Les Amis de
Némésis
Du dîner
de cendres aux braises de satin
(Sur les émeutes de novembre 2005 en France)
Plus de lendemain,
Braises de satin,
Votre ardeur
Est le devoir.
Arthur Rimbaud, Une saison en enfer
De multiples propos tenus par des habitants de banlieues,
émeutiers ou non, et relatés par la presse, font mouche à propos de la crise
qui vient de se manifester dans leurs cités, et force est de s’apercevoir qu’un
taux de lucidité y existe, qui est inhabituellement développé. Le phénomène
« cité-dépotoir » est tellement clair et massif que personne ne peut
se tromper sur le sujet – à moins de vouloir le faire, pour des raisons plus ou
moins inavouables. Mais on touche là au genre de choses que la société
capitaliste, si elle ne peut empêcher qu’on les comprenne, ne peut en aucun cas
modifier. Toute « amélioration » impliquerait des transformations de
fond qui se révèlent incompatibles avec la nature même de cette société ;
c’est pourquoi il est absurde de parler de « création de nouveaux marchés
du travail » au moment où ceux-ci disparaissent à toute vitesse, dans tous
les pays industrialisés ; de « rehausser le niveau de
développement des individus » alors que des individus plus développés
auraient plus de besoins et de désirs, qui seraient encore plus difficiles à
satisfaire, et que de telles personnes seraient susceptibles d’exprimer leur
colère d’une façon plus diversifiée et plus contagieuse ; de
« pousser la formation professionnelle vers le haut » alors que la
formation n’apporte pas l’emploi et qu’on aurait ainsi, simplement, des
chômeurs plus spécialisés qu’avant ; etc. etc. On ne peut pas
« améliorer le sort » d'une population condamnée par le mouvement de la valeur (c.a.d. par la raréfaction
du travail humain économiquement nécessaire, et par la nécessité de ne plus
exploiter qu’une main d’œuvre lointaine et peu coûteuse) et par les
« idées politiques » qui veillent à la perpétuation de cette dernière
(des « idées » qui ne sont plus des idées et des « hommes
politiques » qui n'ont plus le droit d'avoir des idées, puisque de
véritables idées s'écarteraient nécessairement du business plan de « la société », c’est-à-dire du
capital). S’il existe quelque chose que ces impasses durables et intangibles
démontrent, c’est bien que la question n’est plus de changer la société, mais
de changer de société.

Consigne:
Reprenez le texte sur les émeutes de novembre 2005 en France et poursuivez-le à partir de sa dernière phrase.

[Enregistrements de boîtes englobantes]
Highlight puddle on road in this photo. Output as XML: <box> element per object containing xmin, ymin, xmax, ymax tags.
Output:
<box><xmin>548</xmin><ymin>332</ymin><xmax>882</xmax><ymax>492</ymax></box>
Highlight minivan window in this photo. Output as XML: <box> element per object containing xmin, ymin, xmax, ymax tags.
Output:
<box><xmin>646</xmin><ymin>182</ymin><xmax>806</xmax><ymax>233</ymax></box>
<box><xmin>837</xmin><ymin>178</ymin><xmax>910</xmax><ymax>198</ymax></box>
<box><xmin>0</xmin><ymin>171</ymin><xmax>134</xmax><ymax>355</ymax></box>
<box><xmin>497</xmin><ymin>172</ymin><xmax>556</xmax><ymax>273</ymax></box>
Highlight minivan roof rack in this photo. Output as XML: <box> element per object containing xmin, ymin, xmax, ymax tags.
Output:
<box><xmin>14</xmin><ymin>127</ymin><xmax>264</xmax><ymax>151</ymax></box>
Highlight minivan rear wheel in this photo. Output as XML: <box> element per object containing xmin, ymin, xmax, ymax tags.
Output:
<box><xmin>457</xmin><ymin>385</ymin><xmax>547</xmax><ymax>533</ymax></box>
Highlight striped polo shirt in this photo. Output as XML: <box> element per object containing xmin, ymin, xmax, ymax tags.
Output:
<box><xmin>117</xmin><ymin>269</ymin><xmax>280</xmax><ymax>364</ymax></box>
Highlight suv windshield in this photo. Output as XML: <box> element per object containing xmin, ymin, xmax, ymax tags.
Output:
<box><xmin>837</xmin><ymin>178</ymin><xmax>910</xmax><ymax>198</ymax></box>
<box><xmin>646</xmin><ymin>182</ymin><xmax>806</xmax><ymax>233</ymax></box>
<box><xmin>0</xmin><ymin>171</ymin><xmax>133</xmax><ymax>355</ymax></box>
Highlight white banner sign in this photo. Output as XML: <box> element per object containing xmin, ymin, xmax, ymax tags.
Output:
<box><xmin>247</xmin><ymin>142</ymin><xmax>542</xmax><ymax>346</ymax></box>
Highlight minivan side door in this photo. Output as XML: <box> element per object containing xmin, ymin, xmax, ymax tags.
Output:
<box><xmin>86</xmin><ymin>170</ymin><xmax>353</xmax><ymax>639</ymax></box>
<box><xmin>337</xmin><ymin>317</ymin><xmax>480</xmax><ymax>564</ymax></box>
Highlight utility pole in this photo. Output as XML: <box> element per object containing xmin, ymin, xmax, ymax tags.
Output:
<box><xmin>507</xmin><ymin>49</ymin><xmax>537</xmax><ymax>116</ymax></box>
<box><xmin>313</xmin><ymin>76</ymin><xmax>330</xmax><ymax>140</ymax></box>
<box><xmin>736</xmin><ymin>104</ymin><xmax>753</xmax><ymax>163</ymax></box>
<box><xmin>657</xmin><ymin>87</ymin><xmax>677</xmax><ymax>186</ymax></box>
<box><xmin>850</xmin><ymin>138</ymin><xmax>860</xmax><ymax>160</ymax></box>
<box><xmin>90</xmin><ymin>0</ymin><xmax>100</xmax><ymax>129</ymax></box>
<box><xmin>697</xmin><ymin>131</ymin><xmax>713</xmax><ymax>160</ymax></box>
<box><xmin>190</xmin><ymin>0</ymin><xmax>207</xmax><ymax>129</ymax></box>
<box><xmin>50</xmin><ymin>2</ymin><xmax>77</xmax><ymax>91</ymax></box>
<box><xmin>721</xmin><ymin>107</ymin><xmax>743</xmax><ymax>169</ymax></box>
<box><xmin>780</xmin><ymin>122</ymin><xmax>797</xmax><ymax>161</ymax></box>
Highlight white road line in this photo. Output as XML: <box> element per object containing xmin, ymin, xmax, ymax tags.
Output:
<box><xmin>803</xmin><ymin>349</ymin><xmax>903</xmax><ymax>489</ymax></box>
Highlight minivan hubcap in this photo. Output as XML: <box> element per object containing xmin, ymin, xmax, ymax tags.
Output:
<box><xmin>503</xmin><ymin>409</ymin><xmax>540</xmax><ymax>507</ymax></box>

Réponse:
L’imbécile Ségolène Royal, qui ne quitte jamais son horizon de
bobo du 6ème arrondissement, proposait récemment de rétablir le
service national « pour cadrer et structurer les jeunes », et c’est
Chirac qui enfourchera un tel bidet : c’est dire à quels sommets de la
pensée stratégique et sociale le personnel politique aspire. Si l’on ajoute à
cela l’expulsion généralisée de tout ce qui n’est pas aussi blond, aussi grand
et aussi dolichocéphale que Nicolas Sarkozy, on aura fait le tour des
« solutions de demain », qui sont très exactement celles que, depuis
quelques décennies d’humanisme de façade, l’on s’accordait à considérer comme
ayant été celles d’avant-hier.
La lucidité forcée de la population et le mensonge nécessaire
du personnel « politique » deviennent ainsi les antipodes d’une ligne
de plus en plus longue, de plus en plus tendue et de plus en plus
fragile : d’une contradiction du système qui s’accentue. Deux
circonstances venant atténuer cet effet prometteur résident dans le caractère
particulier de la sphère insurgée, d’une part (les noirs et les arabes), et
dans les objectifs limités ou bornés que cette sphère se propose (s’agit-il d’une
volonté de rupture avec le système
marchand ou seulement d’une volonté de rupture avec ses inégalités, dont on n’a pas compris qu’elles lui étaient
intrinsèques ?). Ce sont ces deux facteurs qui entravent, depuis des
années, l’évolution des mouvements de révolte vers un début de révolution,
facteurs qui visent en effet à infléchir cette évolution vers son
contraire : vers la recherche, impossible, d’une intégration, ou, pire
encore, vers un conflit civil entre fragments de la population. Les tactiques
défendues par les différents « hommes politiques » visent toujours à
réaliser l’une ou l’autre de ces perspectives de survie pour le système
dominant.
Si la critique théorique a un rôle à jouer en pareil contexte,
c’est donc, de façon prioritaire, en s’attaquant, dans la mesure de ses moyens,
à ces deux obstacles : réduire l’opposition entre groupes
« ethniques » (mais d’une autre façon que par l’antiracisme,
superficiel et risible), et montrer l’impossibilité d’une
« intégration » généralisée (la production de déchets humains est
inséparable du système marchand et, surtout, de son actuelle phase tardive).
Ainsi, la critique théorique pourrait concourir à faire en sorte que dans la
succession des conflits qui s’annonce, leur caractère limité[1] irait en s’estompant.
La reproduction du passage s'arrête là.